* [TASK]: The response must contain every line below in which "ribbon" appears.

* [SUPPLIED MATERIAL]:
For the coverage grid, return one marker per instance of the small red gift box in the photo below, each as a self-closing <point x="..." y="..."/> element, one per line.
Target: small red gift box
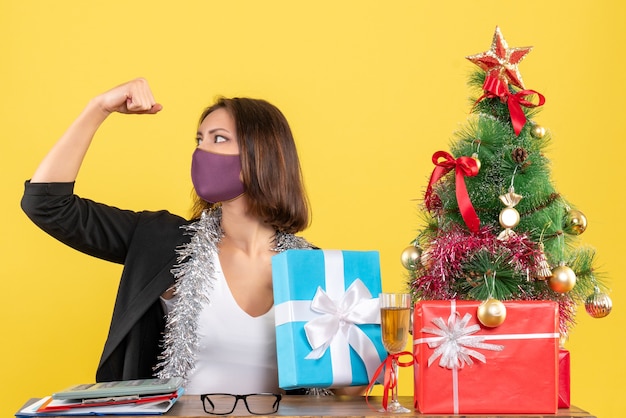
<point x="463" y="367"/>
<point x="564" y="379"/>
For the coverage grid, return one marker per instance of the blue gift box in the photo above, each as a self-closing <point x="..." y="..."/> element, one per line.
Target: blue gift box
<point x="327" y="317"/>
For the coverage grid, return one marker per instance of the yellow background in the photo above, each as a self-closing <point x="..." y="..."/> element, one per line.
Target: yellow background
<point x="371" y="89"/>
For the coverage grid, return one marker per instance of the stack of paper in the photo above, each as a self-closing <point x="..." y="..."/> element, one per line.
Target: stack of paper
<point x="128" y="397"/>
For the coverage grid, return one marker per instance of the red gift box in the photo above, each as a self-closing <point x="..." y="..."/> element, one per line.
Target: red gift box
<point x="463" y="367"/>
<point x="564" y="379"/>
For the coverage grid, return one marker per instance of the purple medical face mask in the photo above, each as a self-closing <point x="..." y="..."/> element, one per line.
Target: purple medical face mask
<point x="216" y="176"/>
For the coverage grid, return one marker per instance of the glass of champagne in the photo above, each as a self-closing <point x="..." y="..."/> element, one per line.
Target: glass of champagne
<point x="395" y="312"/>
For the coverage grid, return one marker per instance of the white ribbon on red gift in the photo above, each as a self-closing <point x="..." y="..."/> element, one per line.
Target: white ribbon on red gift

* [YOUR SOLUTION]:
For the coverage grid, return one marker per instance of the white ribbon on red gift in the photo above, each as a self-closing <point x="..." y="..."/> element, one per line.
Target: white ribbon on red gift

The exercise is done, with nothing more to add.